**Article**
++++++

It sometimes feels like that no launch can take place nowadays without major controversy of some sort creeping up. The latest case of this is with Intel’s 9th-gen Core series launch. At the event, and on its website, Intel quotes performance numbers that were gathered through questionable testing practices. Let’s explore what’s going on here.
After Intel’s unveiling of its 9th-gen Core series processors (and the 28-core enthusiast-bound Xeon), some major controversy broke surrounding the gaming performance data the company provided. I didn’t find out about the issue until I woke up at the hotel the next morning, and since I was late, I wanted to wait for an interview with the source to be published by Gamers Nexus before putting thoughts to paper.
In the wee hours of the morning, Steve went ahead and published the completely uncut ~35 minute interview with Principled Technologies’ co-founder Bill Catchings (who also posted an official response (140KB PDF) to the controversy). PT was solely behind the gaming performance metrics provided by Intel at the event and in its official press release, and according to many enthusiasts who follow the space, the testing methodologies were flawed to the point where it gives the impression that the AMD Ryzen 7 2700X machine was deliberately gimped. I don’t believe that’s actually what happened, but it’s what most enthusiasts who actually know game benchmarking will believe.

++++++

**Entries**

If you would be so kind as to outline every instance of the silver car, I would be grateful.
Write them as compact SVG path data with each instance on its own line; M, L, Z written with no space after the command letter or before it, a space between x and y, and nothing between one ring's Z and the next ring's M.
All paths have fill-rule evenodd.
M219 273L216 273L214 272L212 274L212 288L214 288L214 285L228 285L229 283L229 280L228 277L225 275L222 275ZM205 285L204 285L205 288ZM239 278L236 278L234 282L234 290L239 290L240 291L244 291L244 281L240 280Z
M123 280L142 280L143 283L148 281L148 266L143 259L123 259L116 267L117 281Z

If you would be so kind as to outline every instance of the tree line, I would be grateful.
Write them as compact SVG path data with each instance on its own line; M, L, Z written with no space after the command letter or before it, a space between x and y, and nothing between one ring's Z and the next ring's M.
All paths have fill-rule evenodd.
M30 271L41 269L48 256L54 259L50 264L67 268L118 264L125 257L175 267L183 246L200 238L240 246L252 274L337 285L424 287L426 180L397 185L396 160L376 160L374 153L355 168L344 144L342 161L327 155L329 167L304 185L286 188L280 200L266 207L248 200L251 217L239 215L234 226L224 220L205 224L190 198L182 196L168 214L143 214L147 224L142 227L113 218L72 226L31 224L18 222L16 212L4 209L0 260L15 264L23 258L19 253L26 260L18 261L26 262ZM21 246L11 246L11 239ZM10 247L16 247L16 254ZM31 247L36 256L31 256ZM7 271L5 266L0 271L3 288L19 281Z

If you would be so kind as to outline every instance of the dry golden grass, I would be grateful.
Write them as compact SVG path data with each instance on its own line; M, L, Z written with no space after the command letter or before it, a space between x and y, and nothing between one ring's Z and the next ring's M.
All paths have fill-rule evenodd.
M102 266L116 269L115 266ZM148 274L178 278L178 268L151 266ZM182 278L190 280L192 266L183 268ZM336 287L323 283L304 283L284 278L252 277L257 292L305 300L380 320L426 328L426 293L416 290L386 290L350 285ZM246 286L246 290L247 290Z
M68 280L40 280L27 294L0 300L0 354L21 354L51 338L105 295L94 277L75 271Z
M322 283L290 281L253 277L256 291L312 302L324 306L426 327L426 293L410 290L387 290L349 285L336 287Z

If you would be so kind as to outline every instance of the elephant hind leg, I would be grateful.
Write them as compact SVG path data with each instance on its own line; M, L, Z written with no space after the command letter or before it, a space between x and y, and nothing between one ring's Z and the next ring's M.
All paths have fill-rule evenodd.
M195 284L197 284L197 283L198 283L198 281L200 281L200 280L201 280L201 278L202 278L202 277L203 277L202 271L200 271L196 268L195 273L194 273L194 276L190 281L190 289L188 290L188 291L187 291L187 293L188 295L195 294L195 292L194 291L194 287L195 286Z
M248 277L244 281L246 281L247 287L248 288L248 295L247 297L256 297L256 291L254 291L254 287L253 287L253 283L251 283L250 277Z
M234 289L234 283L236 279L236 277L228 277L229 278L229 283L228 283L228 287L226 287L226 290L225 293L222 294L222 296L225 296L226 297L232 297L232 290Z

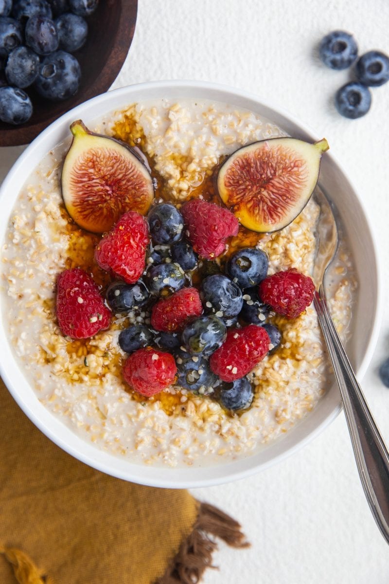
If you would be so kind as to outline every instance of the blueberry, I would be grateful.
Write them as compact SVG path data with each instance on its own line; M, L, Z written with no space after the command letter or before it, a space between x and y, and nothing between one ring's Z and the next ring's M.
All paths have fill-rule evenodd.
M154 342L154 333L143 325L134 325L123 329L119 334L119 346L125 353L133 353Z
M199 317L183 331L183 344L189 353L205 356L212 354L223 344L227 335L226 325L213 314Z
M28 87L35 81L39 68L39 57L29 47L17 47L10 54L5 73L10 85Z
M148 302L149 291L141 280L135 284L127 284L118 280L109 285L106 298L113 312L128 312Z
M40 14L52 18L51 9L46 0L16 0L12 6L12 15L24 25L29 18Z
M81 70L75 57L57 51L42 61L34 87L38 93L53 101L66 99L78 90Z
M90 16L97 8L99 0L69 0L70 9L79 16Z
M244 248L230 258L226 272L241 288L254 286L268 273L269 261L265 252L255 248Z
M389 387L389 358L380 367L380 377L384 385Z
M0 57L6 57L14 48L22 44L23 32L17 20L0 16Z
M82 16L68 12L55 20L59 48L69 53L77 51L83 46L88 34L88 25Z
M379 51L365 53L357 61L355 72L364 85L383 85L389 79L389 57Z
M219 398L226 409L247 409L253 402L254 390L247 378L242 377L232 383L223 383Z
M156 333L156 335L155 343L159 349L174 351L181 345L180 337L176 332L160 331Z
M163 263L167 259L171 259L171 248L170 245L153 245L150 244L148 254L148 263L157 266L159 263ZM169 262L167 262L169 263Z
M177 361L177 384L185 390L207 395L213 393L218 377L209 368L208 359L202 356Z
M282 338L281 332L275 325L271 325L270 323L262 325L262 328L264 328L266 331L269 335L270 342L273 345L273 348L271 349L269 351L269 354L271 355L278 349L281 344L281 339Z
M249 288L243 294L243 305L239 316L246 322L262 325L270 312L270 307L264 304L258 296L257 288Z
M198 255L187 241L178 241L171 246L171 256L184 272L194 270L197 265Z
M12 0L0 0L0 16L8 16L12 8Z
M372 105L372 95L367 87L353 81L338 90L335 105L342 116L354 120L367 113Z
M185 276L176 263L161 263L152 266L147 272L149 290L153 294L165 290L179 290L185 284Z
M59 16L70 10L68 0L48 0L54 16Z
M334 30L325 36L319 47L320 58L331 69L346 69L355 61L358 47L354 37L344 30Z
M242 291L226 276L208 276L201 284L201 296L206 311L215 312L221 318L239 314L243 305Z
M38 55L48 55L57 50L58 35L55 25L51 18L36 14L27 21L26 44Z
M31 117L33 106L30 98L17 87L0 88L0 120L17 126Z
M150 235L156 244L173 244L182 237L184 218L170 203L156 205L148 216Z

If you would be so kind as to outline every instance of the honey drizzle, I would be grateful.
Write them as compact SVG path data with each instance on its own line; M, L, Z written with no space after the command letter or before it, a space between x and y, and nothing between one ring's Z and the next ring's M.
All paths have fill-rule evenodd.
M130 109L124 114L121 119L114 124L113 127L113 137L132 147L138 147L141 149L146 157L151 169L151 174L155 185L156 199L162 199L177 204L177 201L171 196L166 181L156 170L153 158L150 157L147 152L146 147L147 139L143 128L135 119L134 109L133 110ZM187 161L186 157L179 153L173 154L171 158L172 160L180 165ZM225 159L225 157L222 157L213 169L203 173L202 180L199 182L199 184L190 187L188 191L188 199L201 197L205 201L218 205L221 204L221 201L215 189L215 176L220 165ZM180 204L178 204L177 206L179 207ZM66 228L69 237L69 242L66 250L67 258L65 261L66 268L70 269L76 267L80 267L93 278L100 289L102 290L110 283L112 279L110 275L102 270L94 261L94 248L100 241L100 236L87 232L79 227L69 217L63 204L61 206L61 211L62 217L67 221ZM243 226L240 225L237 235L230 238L225 252L217 259L217 262L220 265L223 265L229 257L237 249L244 247L255 247L258 242L264 238L274 239L276 237L277 234L269 236L251 231ZM198 286L200 284L200 277L199 274L197 276L199 277L197 278L196 274L194 274L193 283L194 285ZM54 315L54 307L48 307L48 310L50 310ZM276 315L271 318L270 320L278 326L281 330L285 327L290 326L290 321L288 321L279 315ZM128 322L124 320L120 326L116 324L111 325L111 327L117 329L124 328L128 325ZM300 348L298 343L288 348L281 346L277 351L276 356L282 359L296 359ZM100 380L104 375L108 373L121 378L121 369L124 357L114 347L111 347L111 349L112 350L102 352L96 345L93 344L93 339L69 340L66 345L66 351L69 356L73 359L79 358L80 359L79 371L78 371L79 375L87 375L89 378L100 379ZM103 359L103 371L98 376L93 375L88 369L87 356L91 354L101 357ZM45 357L48 363L54 360L54 359L48 354L46 354ZM68 381L73 383L75 380L70 376L69 377ZM264 389L268 384L266 381L262 381L261 390ZM163 391L150 397L146 397L141 395L127 386L126 390L131 396L131 398L138 402L146 404L148 402L150 403L159 402L160 406L168 415L172 415L174 413L181 411L181 410L184 411L185 409L181 402L183 394L179 391L176 393ZM190 392L188 392L186 395L187 401L195 397L198 398L198 396L195 396ZM229 412L226 413L229 413Z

++++++

**Requirement A**
Answer from the article on Intel's 9th-gen Core benchmarks:
(i) Which Intel product series was launched at the event?
(ii) How long was the uncut interview with Bill Catchings?
(iii) Which AMD processor was in the machine that enthusiasts believed was gimped?
**Requirement B**
Quote the article on Intel's 9th-gen Core benchmarks from "After Intel’s unveiling" up to and including "thoughts to paper.".
**Requirement C**
Write the next part of the article on Intel's 9th-gen Core benchmarks, starting after its final sentence.
The records come from a separate source.

**Result A**
(i) The 9th-gen Core series
(ii) About 35 minutes
(iii) The AMD Ryzen 7 2700X

**Result B**
After Intel’s unveiling of its 9th-gen Core series processors (and the 28-core enthusiast-bound Xeon), some major controversy broke surrounding the gaming performance data the company provided. I didn’t find out about the issue until I woke up at the hotel the next morning, and since I was late, I wanted to wait for an interview with the source to be published by Gamers Nexus before putting thoughts to paper.

**Result C**
I’ll also preface this by saying that I’ve respected PT for a while, as I’ve found the company to share similar values as Techgage, in that accurate testing is imperative. I’ve used the company’s MobileXPRT and WebXPRT benchmarks a number of times in the past, and have never had any suspicion that the tests were poorly designed in any way. What does seem clear to me, though, based on this latest report, is that the company’s experience with game testing isn’t as refined as its experience with mobile and application testing. There is a big difference; certain things that wouldn’t matter for one set of tests could greatly matter for another.
It’s not as though PT’s report (320KB PDF) had just a couple of flaws; if that were the case, the response would have been more about “Why did Intel let someone publish performance data before embargoed reviewers?”. This topic has been covered to death already in a mere day-and-a-half, so I won’t get into great detail, but there are some I have to tackle.
At the forefront, the Ryzen 2700X machine was tested with a stock cooler, whereas the Intel machines were tested with a beefier Noctua cooler. As part of PT’s post release announcement, it was later clarified that the Threadripper CPUs used the TR4 compatible NH-U14S TR4-SP3 coolers from Noctua, bringing parity to the Intel HEDT systems. However, for whatever reason, the stock Wraith Prism cooler was the only one that was different. Since AMD’s Ryzen 7 processors use temperature as a metric for its clock frequency, then it’s possible that the 2700X’s results could be slightly lower than expected because the stock cooler is only sufficient, rather than the best.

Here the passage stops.